**** Texto selecionado

E é por aqui que se entende outra declaração de Ricardo Leão quando se refere às dívidas em refeições escolares e conclui que, depois de uma avaliação da assistente social, a criança pode ficar sem a refeição, pressupõe-se que é se se concluir que os pais podem pagar. E diz, o que ouvimos na voz do povo, que esses pais são muitas vezes vistos a tomar o pequeno almoço na rua todos os dias.

Mais do que rasgar as vestes em demonstração de grande humanismo contra a crueza das posições assumidas por Ricardo Leão, devíamos estar a refletir sobre a margem que temos andado a dar para a instrumentalização dos apoios sociais. Instrumentalização essa que gera a revolta de uma classe média e baixa trabalhadora que não tem acesso a esses apoios.

O Estado Social está concebido para nos apoiar na doença, no desemprego e na velhice. Pode e deve ser alargado para situações em que o apoio é o mal menor, na incapacidade de se encontrar melhor solução, como por exemplo, nos programas de apoio aos toxicodependentes. Mas o crescimento do Estado Social tem criado um grupo que o instrumentaliza, sem desempenhar uma outra função que devia ter, a de retirar as pessoas da pobreza.

Se continuarmos com esta atitude com laivos de Estado Novo de “coitadinhos dos pobrezinhos”, dando-lhes sistematicamente o peixe sem sequer criarmos regras que os ensinem ou obriguem a pescar, estamos a alimentar pessoas irresponsáveis e, no limite, manipuladoras do sistema. E quanto mais se desenvolver este modelo maior será a revolta de quem trabalha e é deserdado destes apoios, mais ainda quando a Saúde e a Educação públicas funcionam mal.

Neste momento devíamos estar a debater as brechas dos apoios sociais e de como as podemos combater. Devíamos estar a tentar perceber se os apoios chegam a quem precisa ou se estão a ser usados por quem menos precisa.

Ricardo Leão pode não ter sido feliz na formulação que usou, quer no caso das casas como no caso das refeições para as crianças. Mas foi ao encontro das preocupações de munícipes que veem as autarquias a apoiar algumas pessoas que conhecem bem e sabem que não precisam, que usam o sistema.  Quem vive no Parlamento em Lisboa pode ter dificuldade em perceber isso.

********

**Exercício:** Copie do texto sobre os apoios sociais tudo o que vai de "Mais do que" até "pessoas da pobreza.".

**** Dados fornecidos

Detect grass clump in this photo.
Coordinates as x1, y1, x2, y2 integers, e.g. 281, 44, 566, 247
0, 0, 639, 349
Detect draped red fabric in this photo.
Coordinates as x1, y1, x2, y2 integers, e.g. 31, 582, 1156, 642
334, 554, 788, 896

********
**** Dados fornecidos

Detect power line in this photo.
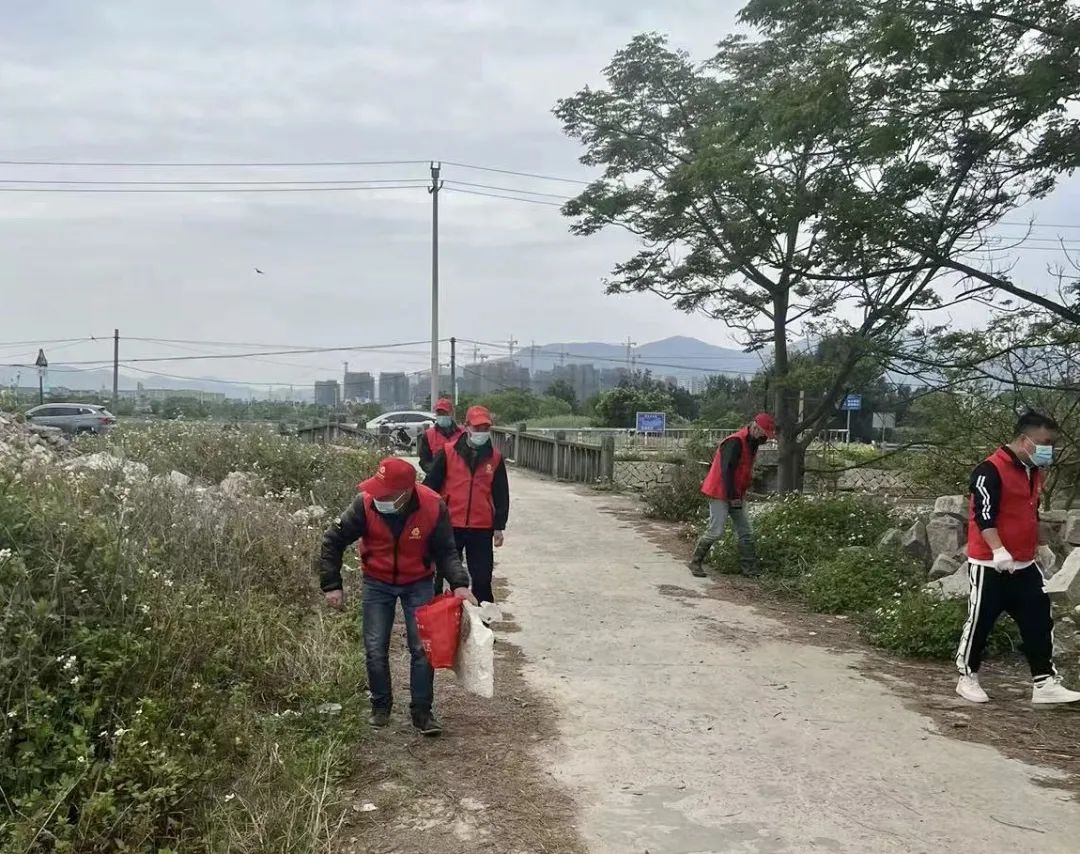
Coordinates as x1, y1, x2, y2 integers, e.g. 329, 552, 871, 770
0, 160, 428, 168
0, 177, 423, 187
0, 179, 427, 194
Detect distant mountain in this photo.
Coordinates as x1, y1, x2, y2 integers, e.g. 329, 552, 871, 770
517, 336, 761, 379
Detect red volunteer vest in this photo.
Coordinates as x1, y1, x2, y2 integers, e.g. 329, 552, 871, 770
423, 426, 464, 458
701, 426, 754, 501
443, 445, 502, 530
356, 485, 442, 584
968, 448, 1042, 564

********

**Espaço de resposta:**
Mais do que rasgar as vestes em demonstração de grande humanismo contra a crueza das posições assumidas por Ricardo Leão, devíamos estar a refletir sobre a margem que temos andado a dar para a instrumentalização dos apoios sociais. Instrumentalização essa que gera a revolta de uma classe média e baixa trabalhadora que não tem acesso a esses apoios.

O Estado Social está concebido para nos apoiar na doença, no desemprego e na velhice. Pode e deve ser alargado para situações em que o apoio é o mal menor, na incapacidade de se encontrar melhor solução, como por exemplo, nos programas de apoio aos toxicodependentes. Mas o crescimento do Estado Social tem criado um grupo que o instrumentaliza, sem desempenhar uma outra função que devia ter, a de retirar as pessoas da pobreza.